Input for this task ▸
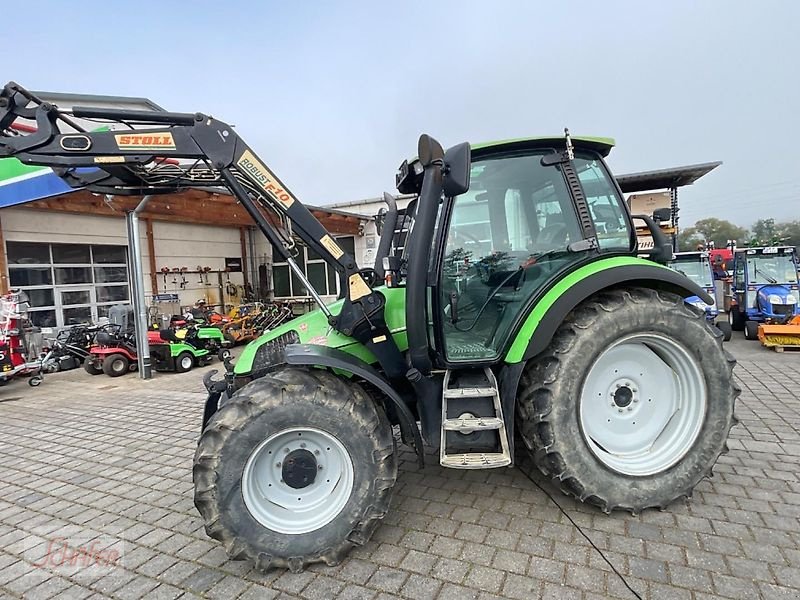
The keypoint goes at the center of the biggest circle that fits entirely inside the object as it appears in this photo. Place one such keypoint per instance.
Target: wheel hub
(642, 404)
(299, 469)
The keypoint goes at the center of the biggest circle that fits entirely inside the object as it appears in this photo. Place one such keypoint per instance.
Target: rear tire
(116, 365)
(91, 367)
(572, 424)
(257, 517)
(184, 362)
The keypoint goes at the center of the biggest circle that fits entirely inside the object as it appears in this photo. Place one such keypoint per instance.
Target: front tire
(184, 362)
(314, 509)
(650, 413)
(116, 365)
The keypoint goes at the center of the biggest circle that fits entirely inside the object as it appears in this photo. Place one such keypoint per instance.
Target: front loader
(518, 305)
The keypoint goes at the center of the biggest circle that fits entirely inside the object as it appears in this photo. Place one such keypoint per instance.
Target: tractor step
(470, 424)
(472, 392)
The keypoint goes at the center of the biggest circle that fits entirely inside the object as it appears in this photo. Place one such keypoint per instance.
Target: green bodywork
(313, 328)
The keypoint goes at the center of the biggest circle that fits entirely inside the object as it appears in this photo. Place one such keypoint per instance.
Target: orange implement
(787, 334)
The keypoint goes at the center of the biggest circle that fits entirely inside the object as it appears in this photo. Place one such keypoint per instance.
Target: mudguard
(323, 356)
(548, 314)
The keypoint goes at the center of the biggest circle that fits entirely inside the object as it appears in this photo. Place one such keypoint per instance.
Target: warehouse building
(67, 249)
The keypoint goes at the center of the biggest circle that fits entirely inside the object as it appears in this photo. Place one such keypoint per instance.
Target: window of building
(69, 283)
(321, 275)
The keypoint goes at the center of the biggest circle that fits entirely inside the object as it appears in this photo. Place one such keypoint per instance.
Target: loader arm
(183, 150)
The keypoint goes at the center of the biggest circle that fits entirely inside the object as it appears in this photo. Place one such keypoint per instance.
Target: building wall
(176, 245)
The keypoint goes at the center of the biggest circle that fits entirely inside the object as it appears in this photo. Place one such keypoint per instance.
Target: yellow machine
(780, 336)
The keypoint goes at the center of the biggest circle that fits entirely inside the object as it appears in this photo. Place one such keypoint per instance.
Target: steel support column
(137, 281)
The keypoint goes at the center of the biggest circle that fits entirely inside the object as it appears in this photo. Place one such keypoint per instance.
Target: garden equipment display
(185, 348)
(518, 305)
(764, 290)
(697, 267)
(20, 341)
(114, 350)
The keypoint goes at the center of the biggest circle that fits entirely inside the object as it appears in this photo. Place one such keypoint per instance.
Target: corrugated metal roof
(645, 181)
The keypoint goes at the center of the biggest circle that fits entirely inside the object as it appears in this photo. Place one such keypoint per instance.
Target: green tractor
(517, 309)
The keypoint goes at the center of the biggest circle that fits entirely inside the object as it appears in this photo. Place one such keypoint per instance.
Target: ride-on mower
(697, 267)
(517, 305)
(114, 348)
(765, 293)
(189, 346)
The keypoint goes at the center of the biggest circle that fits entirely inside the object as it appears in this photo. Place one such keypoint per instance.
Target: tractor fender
(323, 356)
(640, 274)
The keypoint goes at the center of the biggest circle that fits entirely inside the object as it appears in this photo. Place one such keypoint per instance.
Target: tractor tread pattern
(535, 400)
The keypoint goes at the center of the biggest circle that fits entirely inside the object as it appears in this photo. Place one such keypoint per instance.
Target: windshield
(698, 270)
(771, 268)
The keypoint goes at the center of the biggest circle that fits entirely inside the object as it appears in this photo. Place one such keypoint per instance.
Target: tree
(717, 230)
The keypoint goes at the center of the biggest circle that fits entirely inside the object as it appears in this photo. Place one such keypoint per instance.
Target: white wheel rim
(285, 509)
(642, 404)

The problem ▸
Without the pictures, repeat all the records word for word.

Final result ▸
The keypoint goes at the center of the biggest circle that fits entirely inside the object as it appears in this photo. Place one such keypoint per instance.
Target: wheel hub
(642, 404)
(299, 469)
The keypoint goes at the center of the biggest circle that fits entirely inside the object as it appears in this photo. Place one such keypoint per instance.
Target: rear tire
(116, 365)
(91, 367)
(572, 424)
(257, 517)
(184, 362)
The keypoint goes at the center of the biggest circle that fits entirely inside the object as it appears in this photo. Place one such keypoint per instance.
Target: front tire
(184, 362)
(314, 509)
(650, 413)
(116, 365)
The keypoint goes at the center of the biggest circle that fits entirely inside the object as it appears in this photo. Place one such keypoint per instance.
Target: front loader
(518, 305)
The keypoint goes at the center of the biggest circle that fits entirely inside the object as it appears in this photo. Place one such keypoint per instance.
Target: tractor step
(470, 424)
(472, 392)
The keypoint goes at the center of the biggest circle that fits entirely inside the object as it appears in this photo. Place one such keypoint per instance.
Target: green bodywork
(313, 328)
The keypoint goes at the center of the biggest circle that fits entirely inside the object as it appears in this photo. Place one such keypoint per instance.
Target: orange implement
(787, 334)
The keypoint goes at the center of the biggest circle that fits entirely inside the object as it appears in this photo. Place one such keypoint per instance.
Target: mudguard
(323, 356)
(548, 314)
The keypoint goes at the center of the biggest circle that fits entirely inside the object as it appears in this photo. Place one such keypoint per instance.
Target: warehouse building
(67, 249)
The keypoint goes at the center of the biggest circle that fits entirely inside the object as it appears in this photo. Place one such keypoint per instance.
Target: window of building
(69, 283)
(321, 275)
The keypoint goes at the center of the biggest circle that fits entirely inside the object as it appears in this photo. Place one such keypoint per instance.
Target: loader arm
(183, 150)
The keypoint goes at the center of the biggest circle that fits entirely inside the object as it appears in this photo. Place one such keypoint per instance.
Target: building wall
(176, 245)
The keypoint goes at the center of the biggest circle that fits entirely inside the object as it appears in this photo. Place one such keypoint per instance.
Target: yellow machine
(780, 336)
The keypoint goes at the center of the biggest circle that fits entirely inside the object as it appears in this photo. Place one such keypoint per instance.
Target: steel support column
(137, 281)
The keypoint goes at the center of the biggest circle that fits entirely inside the object as it appears in this photo. Place one such keypoint per instance.
Target: garden equipment display
(185, 348)
(518, 305)
(764, 290)
(697, 267)
(20, 341)
(114, 350)
The keypoint goes at the center of the biggest circle that fits entirely inside the object as it appears in this photo. Place one such keypoint per instance.
Target: corrugated metal roof
(645, 181)
The keypoint goes at the center of the biggest circle that fits entirely inside the object as it appears in this photo. Place one such keypoint per instance.
Target: green tractor
(517, 309)
The keypoint goes at the center of the biggest circle that fits entirely inside the object as it appears in this photo. Place one such keypoint per instance.
Target: ride-on mower
(697, 267)
(517, 305)
(114, 348)
(765, 293)
(189, 346)
The keypoint goes at the center of the biggest circle that fits entirely inside the object as it appears in this photo. Place one such keypoint per instance.
Target: tractor fender
(323, 356)
(640, 274)
The keypoint goes at the center of the biggest circle that fits entirely inside the object as it appears in this photo. Place one such keypoint per instance.
Target: tractor tread pattern
(535, 400)
The keypoint goes at the center of the biggest circle that fits entirely inside the object as it appears in this photo. Place one such keypoint per instance.
Target: windshield
(698, 270)
(771, 268)
The keypoint goes at the center of the biggest circle that fits entirely inside the object as it appears in this photo. Place one such keypoint per instance.
Target: tree
(717, 230)
The keypoint goes at the center of the biggest circle that fits entirely inside the object as it appears in this photo. Place one such keypoint per instance.
Target: white wheel rim
(285, 509)
(642, 404)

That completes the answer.